What you will do: Edit the rows below by substituting "single point" for every occurrence of "single marker", keeping all other wording unchanged, and leave the pictures out of your answer.
** Begin **
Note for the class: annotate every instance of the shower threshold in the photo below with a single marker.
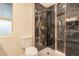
(50, 52)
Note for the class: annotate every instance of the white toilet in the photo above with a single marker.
(31, 51)
(27, 45)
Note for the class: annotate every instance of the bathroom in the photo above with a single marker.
(45, 29)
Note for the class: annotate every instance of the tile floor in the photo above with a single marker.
(50, 52)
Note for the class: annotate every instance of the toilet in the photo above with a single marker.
(31, 51)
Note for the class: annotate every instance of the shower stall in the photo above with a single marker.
(57, 27)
** End **
Answer to this problem:
Note for the class: annotate every instance of the shower threshold in the photo below with a single point.
(50, 52)
Note for the class: annotate every instance of the white toilet in the photo above with a single point.
(31, 51)
(27, 45)
Note for the class: annotate every instance of the bathroom in the photo above with a single point.
(45, 29)
Note for the class: annotate every instance of the tile floor in the photo above with a single point.
(50, 52)
Note for the class: annotate every instance of the toilet in the photo above with a single point.
(31, 51)
Note for the class: annotate every instance of the shower stall in the photo above with a single point.
(57, 27)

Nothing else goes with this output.